-- start of Reading passage --
Inside the first room is the Lithuanian artist Emilija Skarnulyte’s large-scale video installation “Aphotic Zone” (2022), in which documentary footage from deep-sea research expeditions is blended with fictional, digital visions of a post-human underwater world.
Colstrup felt it was important to introduce the theme of the exhibition in an aesthetic, rather than an intellectual, way. “When we talk about the ocean, yes it’s science and we have climate change, but it’s also beauty, and it’s something sensual,” she said.
In the next gallery, visitors are invited to compare the high-definition video that Skarnulyte used in “Aphotic Zone” with earlier underwater films by Jean Painlevé, whose cinematic portraits of octopuses and sea horses are every bit as astonishing as they were nearly a century ago, and by the popular deep-sea diver and explorer Jacques Cousteau. The footage from the pioneering aquatic filmmakers that is in the show suggests that contemporary deep-sea video would be unthinkable without their innovations.
From there the show dives further back in time, with a stunning display of 19th-century glass models of marine invertebrates, among them sea slugs and cephalopods. They are the painstaking work of the father and son Leopold and Rudolf Blaschka, master glass artisans from Dresden, Germany. They made their menagerie largely for research purposes and with meticulous scientific observation, mechanical precision and a dash of creativity.
These exquisite, fragile objects, whose wild colors, astounding detail and high degree of verisimilitude make them look like psychedelic pastries, are among the most dazzling works in “Ocean.” But even the more conventional presentations contain surprises.
In a room dedicated to the sublime, a key motif in Romantic art, violent depictions of the sea abound. The first item in that gallery, however, is a poster for the 2000 disaster film “The Perfect Storm” by the German director Wolfgang Petersen, starring George Clooney and Mark Wahlberg. The poster unmistakably revisits the iconography of 19th-century paintings of shipwrecks, with a beleaguered vessel surfing the wave of a digitally rendered squall.
With this somewhat cheeky choice, the exhibition makes the point that our imaginations are still as riveted by the overwhelming violence and passion of the sea as they were over two centuries ago, when Caspar David Friedrich painted “After the Storm” (1817), which also features in the exhibition.
“Ocean” also reckons with painful narratives, including the legacy of colonialism and slavery.
-- end of Reading passage --
#### [Exercise instructions]
a - In the exhibition review, where were the glass artisans Leopold and Rudolf Blaschka from?
b - Write out the exhibition review from "These exquisite, fragile" to "presentations contain surprises.", swapping "dazzling" for "remarkable".
The data has no connection to the exhibition review.
-- start of Data segment --
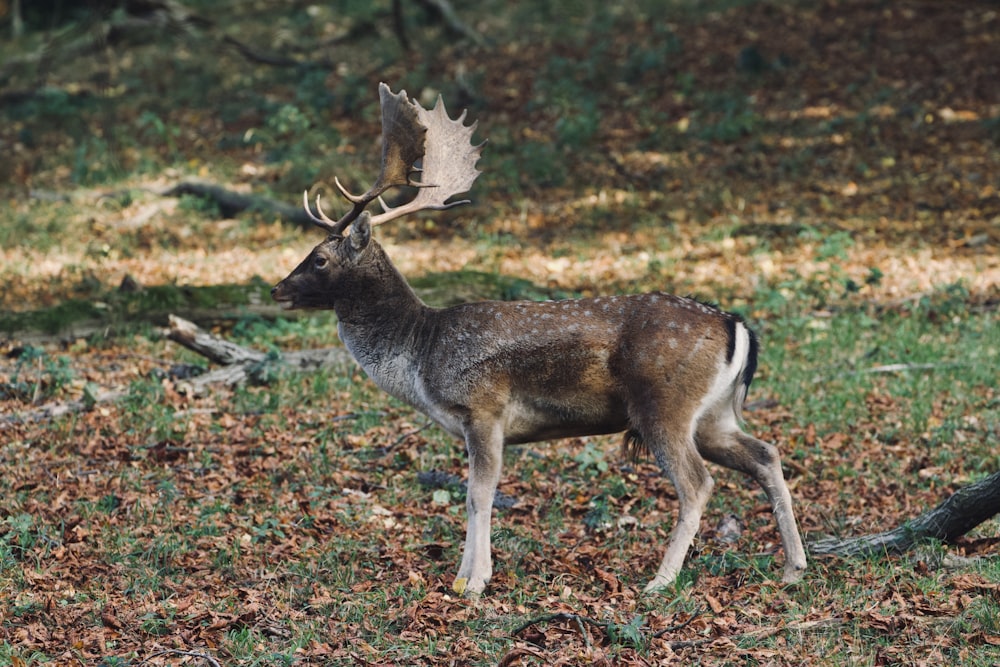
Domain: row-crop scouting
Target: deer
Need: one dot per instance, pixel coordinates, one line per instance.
(669, 372)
-- end of Data segment --
#### [Expected results]
a - Dresden, Germany.

b -
These exquisite, fragile objects, whose wild colors, astounding detail and high degree of verisimilitude make them look like psychedelic pastries, are among the most remarkable works in “Ocean.” But even the more conventional presentations contain surprises.